[Dataset entries]
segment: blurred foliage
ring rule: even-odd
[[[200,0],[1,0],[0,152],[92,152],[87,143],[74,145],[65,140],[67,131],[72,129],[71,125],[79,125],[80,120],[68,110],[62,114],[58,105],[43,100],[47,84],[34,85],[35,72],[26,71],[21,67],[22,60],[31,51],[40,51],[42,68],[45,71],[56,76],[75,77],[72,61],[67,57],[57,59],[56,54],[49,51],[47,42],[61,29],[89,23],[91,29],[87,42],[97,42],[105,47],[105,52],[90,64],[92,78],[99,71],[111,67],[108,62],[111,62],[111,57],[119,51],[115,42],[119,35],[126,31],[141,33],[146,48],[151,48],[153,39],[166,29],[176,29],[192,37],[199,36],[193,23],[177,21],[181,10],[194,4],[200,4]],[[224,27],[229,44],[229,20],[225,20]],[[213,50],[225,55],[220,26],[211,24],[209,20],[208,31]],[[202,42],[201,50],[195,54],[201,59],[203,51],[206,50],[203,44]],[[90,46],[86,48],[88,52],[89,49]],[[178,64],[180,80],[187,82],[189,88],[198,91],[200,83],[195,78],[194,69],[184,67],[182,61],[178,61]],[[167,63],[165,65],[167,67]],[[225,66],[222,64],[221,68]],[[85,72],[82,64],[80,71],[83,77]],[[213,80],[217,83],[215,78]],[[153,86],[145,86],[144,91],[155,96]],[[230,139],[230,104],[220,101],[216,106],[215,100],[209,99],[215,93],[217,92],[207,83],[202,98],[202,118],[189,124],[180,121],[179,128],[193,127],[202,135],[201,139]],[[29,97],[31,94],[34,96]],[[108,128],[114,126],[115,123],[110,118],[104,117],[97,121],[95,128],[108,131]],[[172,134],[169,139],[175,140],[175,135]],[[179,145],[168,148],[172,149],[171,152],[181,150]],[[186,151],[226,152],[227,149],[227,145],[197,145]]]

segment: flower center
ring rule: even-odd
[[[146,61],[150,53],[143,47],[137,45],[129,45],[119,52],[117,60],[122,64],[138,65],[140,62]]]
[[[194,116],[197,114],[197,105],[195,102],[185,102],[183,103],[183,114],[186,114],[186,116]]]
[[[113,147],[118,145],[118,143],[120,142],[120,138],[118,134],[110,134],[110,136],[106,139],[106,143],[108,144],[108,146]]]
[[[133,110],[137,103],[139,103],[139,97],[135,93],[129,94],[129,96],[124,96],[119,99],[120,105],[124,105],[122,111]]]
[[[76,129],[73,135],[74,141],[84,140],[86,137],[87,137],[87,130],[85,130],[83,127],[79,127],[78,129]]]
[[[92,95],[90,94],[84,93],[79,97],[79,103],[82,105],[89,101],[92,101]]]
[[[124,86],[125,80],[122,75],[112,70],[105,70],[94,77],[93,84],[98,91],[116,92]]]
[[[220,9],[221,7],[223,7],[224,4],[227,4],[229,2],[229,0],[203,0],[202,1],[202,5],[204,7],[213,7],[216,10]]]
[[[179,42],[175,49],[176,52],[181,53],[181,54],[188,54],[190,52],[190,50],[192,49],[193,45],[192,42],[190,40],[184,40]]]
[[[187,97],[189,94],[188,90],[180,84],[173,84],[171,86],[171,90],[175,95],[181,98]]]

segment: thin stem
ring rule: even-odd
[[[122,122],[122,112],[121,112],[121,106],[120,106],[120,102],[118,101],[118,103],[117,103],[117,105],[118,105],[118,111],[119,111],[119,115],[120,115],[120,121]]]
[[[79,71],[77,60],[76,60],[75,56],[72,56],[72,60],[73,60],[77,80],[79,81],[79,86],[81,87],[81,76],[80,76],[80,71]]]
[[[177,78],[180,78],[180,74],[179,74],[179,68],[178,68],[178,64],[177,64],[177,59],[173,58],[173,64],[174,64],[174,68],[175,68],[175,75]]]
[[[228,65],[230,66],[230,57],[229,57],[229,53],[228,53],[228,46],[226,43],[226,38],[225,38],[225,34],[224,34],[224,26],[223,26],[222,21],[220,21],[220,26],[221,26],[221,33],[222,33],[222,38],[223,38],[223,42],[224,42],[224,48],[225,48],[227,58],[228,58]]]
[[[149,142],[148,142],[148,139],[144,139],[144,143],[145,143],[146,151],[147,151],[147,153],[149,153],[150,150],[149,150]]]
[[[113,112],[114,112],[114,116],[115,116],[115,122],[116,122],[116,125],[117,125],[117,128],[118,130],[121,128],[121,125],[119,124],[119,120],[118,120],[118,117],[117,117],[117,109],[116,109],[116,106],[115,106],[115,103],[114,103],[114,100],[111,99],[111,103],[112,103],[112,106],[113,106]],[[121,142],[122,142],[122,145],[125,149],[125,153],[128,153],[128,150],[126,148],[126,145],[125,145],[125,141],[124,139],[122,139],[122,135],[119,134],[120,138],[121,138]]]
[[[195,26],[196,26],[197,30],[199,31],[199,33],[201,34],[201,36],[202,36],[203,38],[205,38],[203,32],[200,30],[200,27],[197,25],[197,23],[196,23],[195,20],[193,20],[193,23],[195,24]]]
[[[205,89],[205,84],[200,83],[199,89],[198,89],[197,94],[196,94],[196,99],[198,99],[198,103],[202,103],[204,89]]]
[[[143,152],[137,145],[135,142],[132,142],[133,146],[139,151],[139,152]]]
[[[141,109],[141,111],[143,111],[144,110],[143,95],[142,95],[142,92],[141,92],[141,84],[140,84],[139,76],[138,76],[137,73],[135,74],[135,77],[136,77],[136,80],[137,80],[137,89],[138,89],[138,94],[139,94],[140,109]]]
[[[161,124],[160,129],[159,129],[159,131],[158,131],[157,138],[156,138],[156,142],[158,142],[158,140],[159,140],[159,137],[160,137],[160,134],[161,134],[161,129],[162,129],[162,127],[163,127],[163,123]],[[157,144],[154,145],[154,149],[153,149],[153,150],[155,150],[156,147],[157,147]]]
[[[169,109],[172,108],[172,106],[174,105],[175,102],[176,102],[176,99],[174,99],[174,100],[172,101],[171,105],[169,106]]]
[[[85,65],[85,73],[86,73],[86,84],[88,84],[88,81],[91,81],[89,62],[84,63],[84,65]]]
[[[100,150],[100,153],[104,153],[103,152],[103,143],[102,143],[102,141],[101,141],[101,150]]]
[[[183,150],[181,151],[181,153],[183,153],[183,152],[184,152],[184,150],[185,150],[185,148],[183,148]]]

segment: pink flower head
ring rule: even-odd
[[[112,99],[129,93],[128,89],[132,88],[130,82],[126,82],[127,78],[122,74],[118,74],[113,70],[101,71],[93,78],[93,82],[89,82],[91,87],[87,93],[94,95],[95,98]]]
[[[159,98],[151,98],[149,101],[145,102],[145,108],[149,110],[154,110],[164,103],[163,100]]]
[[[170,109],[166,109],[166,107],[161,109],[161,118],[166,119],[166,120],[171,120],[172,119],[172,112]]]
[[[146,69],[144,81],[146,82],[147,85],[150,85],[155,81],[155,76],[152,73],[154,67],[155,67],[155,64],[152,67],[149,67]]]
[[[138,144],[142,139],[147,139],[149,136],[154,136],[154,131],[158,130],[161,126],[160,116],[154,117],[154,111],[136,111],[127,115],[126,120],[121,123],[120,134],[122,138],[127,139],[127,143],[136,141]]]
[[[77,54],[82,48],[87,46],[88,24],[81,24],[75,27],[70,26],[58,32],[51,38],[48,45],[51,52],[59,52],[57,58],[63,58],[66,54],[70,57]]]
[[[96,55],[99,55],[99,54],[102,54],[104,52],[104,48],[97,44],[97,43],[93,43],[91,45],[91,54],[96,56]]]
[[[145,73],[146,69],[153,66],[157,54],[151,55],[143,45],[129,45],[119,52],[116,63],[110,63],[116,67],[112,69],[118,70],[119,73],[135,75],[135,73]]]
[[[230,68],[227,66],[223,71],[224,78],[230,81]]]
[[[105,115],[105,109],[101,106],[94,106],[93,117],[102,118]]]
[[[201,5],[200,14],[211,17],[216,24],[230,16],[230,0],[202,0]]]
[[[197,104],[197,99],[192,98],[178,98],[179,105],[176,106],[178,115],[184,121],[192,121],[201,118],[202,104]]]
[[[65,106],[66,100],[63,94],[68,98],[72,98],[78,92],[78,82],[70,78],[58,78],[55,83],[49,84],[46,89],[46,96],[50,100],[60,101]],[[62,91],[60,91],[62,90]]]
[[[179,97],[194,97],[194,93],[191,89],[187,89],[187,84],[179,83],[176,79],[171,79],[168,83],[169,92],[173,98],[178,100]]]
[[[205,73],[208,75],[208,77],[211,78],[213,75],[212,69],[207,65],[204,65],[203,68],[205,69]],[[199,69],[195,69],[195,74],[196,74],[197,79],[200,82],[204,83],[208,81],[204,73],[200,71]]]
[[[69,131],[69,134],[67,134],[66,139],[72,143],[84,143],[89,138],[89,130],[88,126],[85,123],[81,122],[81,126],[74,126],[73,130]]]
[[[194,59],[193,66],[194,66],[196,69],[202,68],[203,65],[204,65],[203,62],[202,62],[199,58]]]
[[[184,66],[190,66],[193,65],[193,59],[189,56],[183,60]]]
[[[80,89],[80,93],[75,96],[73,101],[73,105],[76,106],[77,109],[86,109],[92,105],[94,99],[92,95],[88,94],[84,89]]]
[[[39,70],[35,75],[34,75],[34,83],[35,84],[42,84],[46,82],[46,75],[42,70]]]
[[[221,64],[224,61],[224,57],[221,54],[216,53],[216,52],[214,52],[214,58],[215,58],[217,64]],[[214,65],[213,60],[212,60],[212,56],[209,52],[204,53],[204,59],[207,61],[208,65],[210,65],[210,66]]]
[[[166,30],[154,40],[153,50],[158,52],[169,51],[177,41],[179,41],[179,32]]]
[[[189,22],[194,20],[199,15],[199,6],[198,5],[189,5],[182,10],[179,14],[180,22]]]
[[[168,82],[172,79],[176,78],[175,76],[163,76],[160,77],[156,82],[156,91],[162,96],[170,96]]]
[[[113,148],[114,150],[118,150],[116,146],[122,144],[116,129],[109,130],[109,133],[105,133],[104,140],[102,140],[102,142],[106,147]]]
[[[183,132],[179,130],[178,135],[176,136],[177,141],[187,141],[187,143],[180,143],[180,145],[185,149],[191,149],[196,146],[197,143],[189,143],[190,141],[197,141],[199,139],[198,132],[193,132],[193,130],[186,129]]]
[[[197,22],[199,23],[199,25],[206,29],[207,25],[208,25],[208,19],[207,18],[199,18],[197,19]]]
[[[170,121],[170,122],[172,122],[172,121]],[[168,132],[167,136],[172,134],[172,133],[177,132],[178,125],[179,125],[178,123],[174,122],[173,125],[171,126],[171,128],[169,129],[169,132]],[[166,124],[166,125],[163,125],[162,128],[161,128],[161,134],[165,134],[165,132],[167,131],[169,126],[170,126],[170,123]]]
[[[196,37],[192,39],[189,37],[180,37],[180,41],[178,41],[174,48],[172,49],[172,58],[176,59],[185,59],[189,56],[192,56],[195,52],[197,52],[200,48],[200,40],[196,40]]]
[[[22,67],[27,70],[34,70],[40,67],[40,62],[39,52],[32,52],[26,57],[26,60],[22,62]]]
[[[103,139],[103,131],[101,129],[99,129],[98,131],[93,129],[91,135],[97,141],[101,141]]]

TASK BRIEF: The lines above that hold the word "flower" are the ones to copy.

OUTPUT:
segment: flower center
segment: pink flower head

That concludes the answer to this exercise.